▶ **Exercise**
In the passage about the singer Kyary, at what position did her first album debut on Japan's Oricon Charts?

▶ **Document segment**
== Segment start ==

Powered by her surreal music videos and fashion sense, her first album debuted at the No. 2 spot on Japan's Oricon Charts, and her face has become inescapable (one could walk into a convenience store in May and see her on five magazine covers). She's also selling in America, recently topping the iTunes electronic charts, and her videos have gone viral abroad, sparking comment sections across the web loaded with one-liners like "who needs acid when we have this" and "Japan is weird."
Her American success stems in part from the West's ongoing fascination with "weird Japan." For more than two decades, Western media has highlighted and laughed at Japanese "strange" phenomena, from Gothic Lolita fashion and pre-Tupac hologram pop stars to more deviant subjects like used-panty vending machines and body pillows with anime girls on them (30 Rock poked fun at this one). It's an easy go-to story: Look at what bizarre stuff Japan is up to today—even if the subject is an extreme niche interest most ordinary Japanese people aren't even familiar with, or, alternatively, something that's culturally commonplace in Japan. Now, artists like Kyary are cashing in on this brand of foreigner curiosity.

== Segment end ==

▶ **Information given**
== Segment start ==

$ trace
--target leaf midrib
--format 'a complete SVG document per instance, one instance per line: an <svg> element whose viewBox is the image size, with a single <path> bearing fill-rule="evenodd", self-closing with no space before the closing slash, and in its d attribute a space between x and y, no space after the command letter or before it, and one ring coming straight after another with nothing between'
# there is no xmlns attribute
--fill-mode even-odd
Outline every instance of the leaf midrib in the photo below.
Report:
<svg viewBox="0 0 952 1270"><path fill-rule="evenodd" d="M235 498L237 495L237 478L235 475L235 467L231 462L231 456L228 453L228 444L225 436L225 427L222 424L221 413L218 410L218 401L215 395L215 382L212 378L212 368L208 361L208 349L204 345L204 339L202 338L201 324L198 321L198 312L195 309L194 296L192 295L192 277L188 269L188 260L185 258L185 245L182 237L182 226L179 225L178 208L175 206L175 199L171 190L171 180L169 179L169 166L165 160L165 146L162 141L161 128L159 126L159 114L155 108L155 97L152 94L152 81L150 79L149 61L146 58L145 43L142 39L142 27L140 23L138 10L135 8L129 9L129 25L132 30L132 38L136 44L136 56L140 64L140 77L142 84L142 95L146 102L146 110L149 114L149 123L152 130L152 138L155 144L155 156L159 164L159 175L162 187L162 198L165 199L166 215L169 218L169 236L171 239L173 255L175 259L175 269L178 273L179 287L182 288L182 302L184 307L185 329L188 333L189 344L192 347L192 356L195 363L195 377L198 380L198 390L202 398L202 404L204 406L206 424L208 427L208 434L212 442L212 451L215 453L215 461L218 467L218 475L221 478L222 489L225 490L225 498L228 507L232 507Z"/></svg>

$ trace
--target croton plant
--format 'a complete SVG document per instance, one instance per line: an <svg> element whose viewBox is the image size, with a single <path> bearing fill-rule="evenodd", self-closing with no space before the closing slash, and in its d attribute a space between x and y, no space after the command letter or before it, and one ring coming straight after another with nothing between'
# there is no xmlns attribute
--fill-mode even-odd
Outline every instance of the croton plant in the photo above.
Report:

== Segment end ==

▶ **Exercise output**
No. 2